Questo post è per cercare di capire che cosa i precedenti contributi hanno smosso in chi li ha letti, perché non si tratta di una valutazione trascurabile. Devo dire che, fino ad ora, ne ho ricavato una sensazione un poco amara. A me sembra che sia giusto riflettere un po’ come segue:
1. in Italia abbiamo una grande ricchezza fatta di uomini, risorse materiali, strutture, idee, know-how: un po’ confusa, per la verità, ma esistente;
2. a me sembra che questa realtà assomigli un po’ a quegli individui che hanno preso dei ‘tic’, delle stranezze ambulatoriali, degli atteggiamenti fuori dal normale: caratteristiche che riducono l’efficienza normale, ma che richiedono comunque energie come per gli altri individui ‘normali’;
3. se mi riferisco a ciò che abitualmente leggo in materia ho la sensazione che da molti anni si circuiti su un solo prevalente argomento: il ’costo del lavoro’. Ma che da molti anni non solo non esca un ragno dal buco, ma sono convinto/certo che la situazione peggiori: dal punto di vista della penetrazione estera della nostra industria manifatturiera e/o dal punto di vista dell’efficienza commerciale, visto che siamo quasi sempre a prendere ordini all’estero con le mani di dietro e pronti a dire sempre grazie. Combattere sul ‘costo del lavoro’ significa aver deciso che si continua a fare la concorrenza a Romania, Bulgaria, Moldavia, Albania, Cina, ecc, ecc. Cioè che si va avanti con lo stesso ‘mix-prodotto’ sul quale questa nazioni sono sufficientemente preparate e comunque vincenti: politica stupida;
4. noi dobbiamo ‘uscire’ dal loop delle soluzioni schematiche: dobbiamo inventare qualcosa di nuovo, senza dubbio e senza fallo: e invece che succede? Che cosa dicono i lettori? Succede che: pochissimi lettori hanno condiviso la necessità di trovare nuove soluzioni all’uso che facciamo di questa macchina manifatturiera decisamente in affanno da anni nessuno dei lettori ha espresso idee nuove la grande maggioranza ha espresso commenti improntati alla sfiducia sulla possibilità di risolvere questo problema facendo appello non già ad esperienze vissute ma alla letteratura disponibile: esempio di una cultura negativa, quella che io chiamo della ‘Magna Grecia’;
5. in realtà, se ipotecare il futuro è sempre sport perdente, ipotecarlo nella sua proiezione negativa è sciocco: significa aver giudicato qualcosa con una supponenza un po’ eccessiva;
6. no. Non è questo che il Paese si aspetta dalle sue teste pensanti: con questi così lucidi cervelli non si sarebbero mai avuti sviluppi nella conoscenza, e la ritengo una posizione colpevole.

**ELENCO DATI:**
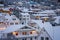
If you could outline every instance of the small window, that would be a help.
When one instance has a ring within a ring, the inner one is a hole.
[[[27,33],[26,32],[22,32],[23,35],[26,35]]]
[[[29,20],[29,18],[27,18],[27,20]]]
[[[23,20],[26,20],[26,18],[23,18]]]
[[[21,18],[20,18],[20,20],[21,20]]]
[[[30,38],[30,40],[32,40],[32,38]]]
[[[27,17],[29,17],[29,15],[27,15]]]
[[[46,37],[46,38],[45,38],[45,40],[49,40],[49,38],[48,38],[48,37]]]
[[[10,25],[14,25],[14,23],[10,23]]]
[[[27,40],[26,38],[23,38],[22,40]]]
[[[24,22],[22,24],[24,24]]]
[[[16,20],[15,18],[13,18],[13,20]]]
[[[8,19],[5,19],[5,20],[8,20]]]
[[[15,24],[18,24],[18,23],[15,23]]]
[[[44,37],[41,37],[41,40],[44,40]]]
[[[37,39],[37,37],[35,37],[35,39]]]
[[[30,34],[32,34],[32,32],[30,32]]]

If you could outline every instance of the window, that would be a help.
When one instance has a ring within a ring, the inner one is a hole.
[[[49,38],[48,38],[48,37],[46,37],[46,38],[45,38],[45,40],[49,40]]]
[[[23,18],[23,20],[26,20],[26,18]]]
[[[15,24],[18,24],[18,23],[15,23]]]
[[[27,17],[29,17],[29,15],[27,15]]]
[[[22,24],[24,24],[24,22]]]
[[[30,32],[30,34],[32,34],[32,32]]]
[[[13,20],[16,20],[16,18],[13,18]]]
[[[41,40],[44,40],[44,37],[41,37]]]
[[[13,32],[12,34],[18,36],[18,32]]]
[[[14,23],[10,23],[10,25],[13,25]]]
[[[22,32],[23,35],[26,35],[27,33],[26,32]]]
[[[35,39],[37,39],[37,37],[35,37]]]
[[[22,40],[27,40],[26,38],[23,38]]]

**CONSEGNA:**
Riprendi l'articolo sull'industria manifatturiera italiana e proseguilo a partire dall'ultima frase riportata.

**RISULTATO:**
In concreto però, se ben ci pensiamo, dalle chiacchierate fin qui sviluppate una piccola traccia comincia già a delinearsi: e cioè la prospettiva di uno sviluppo ‘assistito’ verso una industria manifatturiera fortemente ‘olonica’. ‘Assistito’, ‘invitato’, assolutamente non forzato e neppure coatto. Chi ci sta ci sta: gli altri restano ‘fuori’.
Abbiamo tutto per fare una motocicletta: ma questa la facciamo fare ad altri: il bello è che andiamo pure a comprarcele queste motociclette straniere, poi ci lamentiamo che i nostri giovani non hanno lavoro; abbiamo tantissime forze disperse: ma proprio per questo le usiamo male e con efficienza molto bassa.
Si tratterebbe di una scelta di ‘schema’: e vorrei fare l’esempio della bicicletta prima e dell’automobile dopo: vorrei dire che fu l’uscita dagli schemi quello che portò alla bicicletta moderna e all’automobile moderna: e probabilmente altri ‘schemi’ dovranno saltare, chissà quali, che faranno ancora evolvere questi mondi tecnologici in direzioni oggi inimmaginabili.
La bicicletta: per passare dalla ‘draisina’ al ‘bicicletto’ ci sono voluti quasi cento anni (1791-1897) e non fu tanto una questione tecnica: la ‘catena’ era conosciuta anche da Leonardo da Vinci: fu un problema di ‘fuoruscita dagli schemi’ (e anche di poderosi e rovinosi capitomboli dal ’biciclo’ a ruotone anteriore).
L’automobile: dalla impostazione a ‘telaio’ a quella inventata da Gianni Lancia della ‘scocca’: una vera rivoluzione dovuta ad una intuizione di Lancia: quaranta anni, i vantaggi furono enormi e oggi le auto sono soltanto come le ha pensate Lancia. Altro esempio straordinario di risultati che si ottengono quando la mente umana riesce (sempre con enorme fatica) a ‘rompere gli schemi’.
Personalmente sono convinto che la nostra industria manifatturiera sia – nella media – piuttosto arretrata nella cultura relativa alla gestione aziendale: e sono convinto che questa sia la causa fondamentale della ‘stasi’ attuale. Altro che il ‘costo del lavoro’!!! Questo è vero solo se ci si rifiuta di ‘diversificare’ e si vuole continuare a fare quello che si crede di saper fare: ma oggi ciò significa competere con Romania, Albania e compagnia cantante, con le quali su quei prodotti tradizionali la nostra partita è persa.
Pure sanguinose battaglie di retroguardia: dobbiamo passare all’attacco. La salvezza vincente che ci viene offerta dal concetto di ‘impresa olonica’ è ancora quasi completamente sconosciuta: così come sconosciuti, più o meno, sono i vantaggi che ne derivano, pur conservando in toto la proprietà delle proprie aziende.
Tutto questo è un freno, straordinario. Il Paese manifatturiero deve cambiare strategia. E alla svelta.